- **Given exercise**:
Copy the lines of the data below word for word, starting at the line that contains "ceiling, that would be a great help." and ending at the line that contains "151 24 L 158". Include both of those lines and nothing else.

- **Material for this task**:
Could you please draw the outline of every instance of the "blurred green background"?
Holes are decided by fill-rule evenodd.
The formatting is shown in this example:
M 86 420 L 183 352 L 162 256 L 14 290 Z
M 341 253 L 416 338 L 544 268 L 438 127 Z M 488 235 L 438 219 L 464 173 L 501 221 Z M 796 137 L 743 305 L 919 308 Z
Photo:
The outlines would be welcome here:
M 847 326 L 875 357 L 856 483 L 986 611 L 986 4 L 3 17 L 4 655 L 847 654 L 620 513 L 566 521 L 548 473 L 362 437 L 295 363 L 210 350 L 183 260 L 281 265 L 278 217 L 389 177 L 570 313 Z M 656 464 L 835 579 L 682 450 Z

---

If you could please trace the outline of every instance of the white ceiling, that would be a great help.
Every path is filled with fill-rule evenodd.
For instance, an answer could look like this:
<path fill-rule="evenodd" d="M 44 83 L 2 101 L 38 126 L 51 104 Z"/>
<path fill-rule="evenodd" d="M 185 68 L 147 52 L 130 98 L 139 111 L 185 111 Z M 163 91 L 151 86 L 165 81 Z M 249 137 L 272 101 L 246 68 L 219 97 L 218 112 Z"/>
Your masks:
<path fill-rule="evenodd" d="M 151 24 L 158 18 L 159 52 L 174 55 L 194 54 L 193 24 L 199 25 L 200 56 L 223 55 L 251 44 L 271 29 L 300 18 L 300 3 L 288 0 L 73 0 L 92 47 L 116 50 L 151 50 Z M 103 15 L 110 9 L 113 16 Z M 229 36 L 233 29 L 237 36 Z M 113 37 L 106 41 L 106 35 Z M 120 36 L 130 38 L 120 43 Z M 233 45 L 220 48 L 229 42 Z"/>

---

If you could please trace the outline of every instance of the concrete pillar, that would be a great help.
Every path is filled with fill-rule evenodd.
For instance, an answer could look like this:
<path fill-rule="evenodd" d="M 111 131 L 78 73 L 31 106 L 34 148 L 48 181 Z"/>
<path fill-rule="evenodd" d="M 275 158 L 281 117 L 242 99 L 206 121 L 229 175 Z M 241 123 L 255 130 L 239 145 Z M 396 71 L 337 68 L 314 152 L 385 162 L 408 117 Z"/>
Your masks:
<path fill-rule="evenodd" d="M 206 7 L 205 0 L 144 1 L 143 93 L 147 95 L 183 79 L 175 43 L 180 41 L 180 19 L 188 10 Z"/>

- **Output for this exercise**:
If you could please trace the outline of every instance of the white ceiling, that would be a great help.
Every path is filled with fill-rule evenodd.
For instance, an answer could look like this:
<path fill-rule="evenodd" d="M 44 83 L 2 101 L 38 126 L 51 104 Z"/>
<path fill-rule="evenodd" d="M 185 68 L 147 52 L 130 98 L 139 111 L 185 111 Z M 163 91 L 151 86 L 165 81 Z M 249 137 L 272 101 L 246 68 L 219 97 L 218 112 Z"/>
Your masks:
<path fill-rule="evenodd" d="M 151 24 L 158 18 L 159 52 L 174 55 L 194 54 L 193 24 L 199 25 L 200 56 L 223 55 L 251 44 L 271 29 L 300 18 L 300 3 L 288 0 L 73 0 L 92 47 L 116 50 L 151 50 Z M 103 15 L 110 9 L 113 16 Z M 229 36 L 233 29 L 237 36 Z M 113 37 L 106 41 L 106 35 Z M 120 36 L 130 38 L 120 43 Z M 233 45 L 220 48 L 229 42 Z"/>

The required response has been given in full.